* [RECORDS TO PROCESS]
__________
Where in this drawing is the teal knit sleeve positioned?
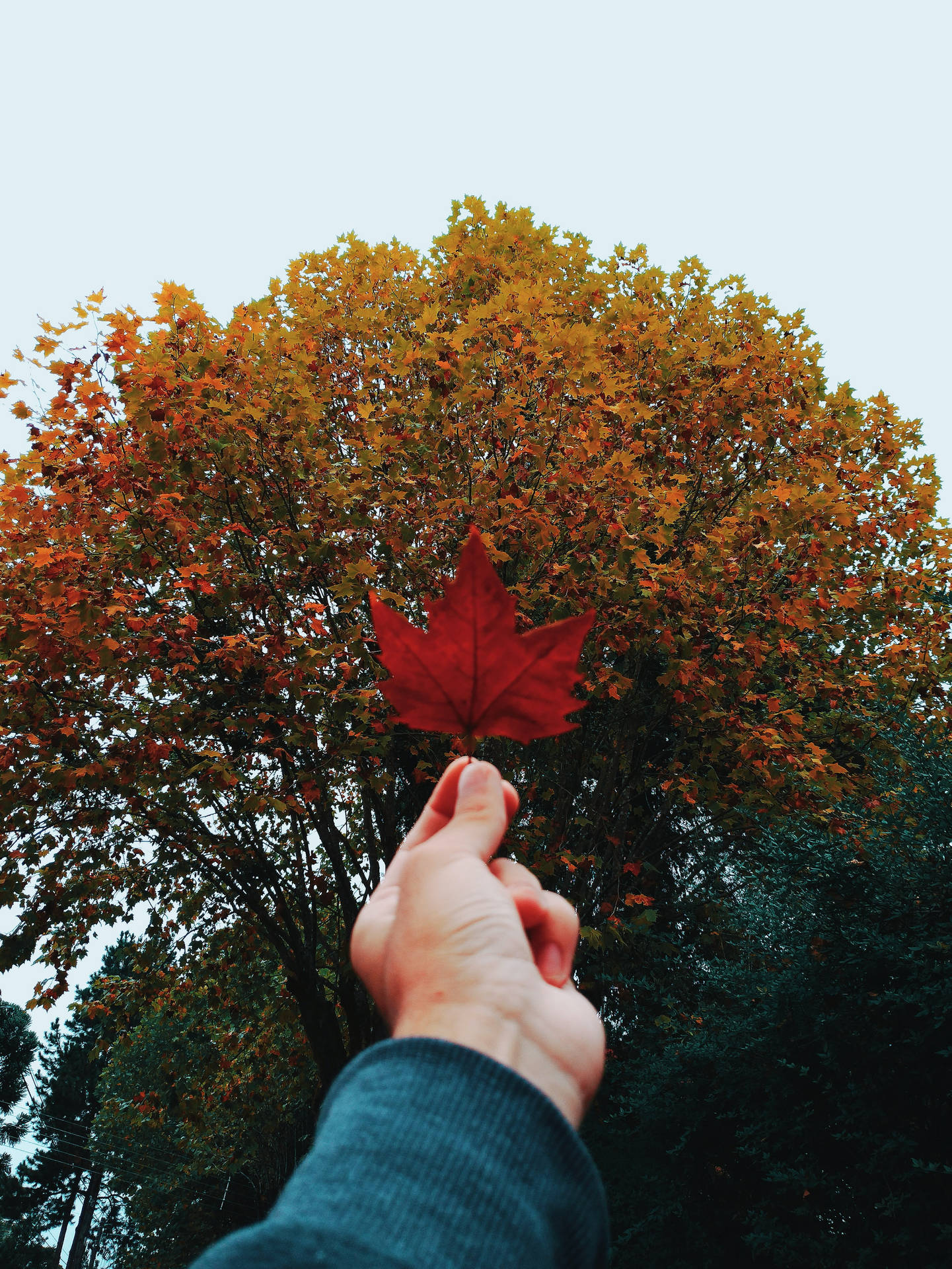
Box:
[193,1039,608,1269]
__________
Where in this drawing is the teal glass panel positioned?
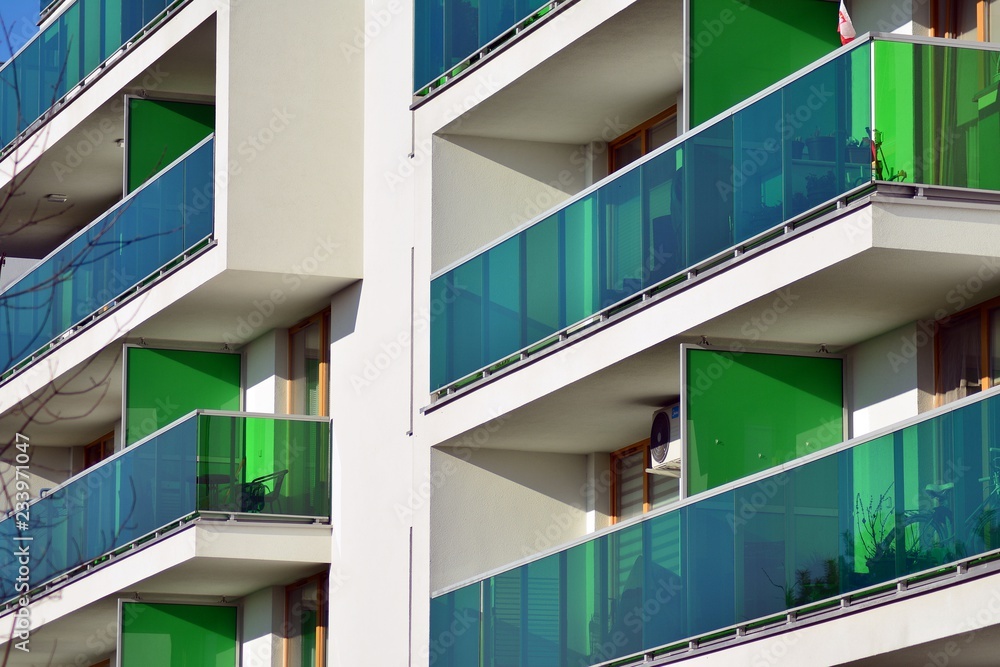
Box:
__________
* [WHAT IS NEEDED] Copy word for word the lines from the one containing "Where in this drawing is the teal knit" through the one containing "[193,1039,608,1269]", including both of those lines, and leave the pictures out.

* [COMPLETE RESPONSE]
Where in this drawing is the teal knit sleeve positioned?
Box:
[193,1039,608,1269]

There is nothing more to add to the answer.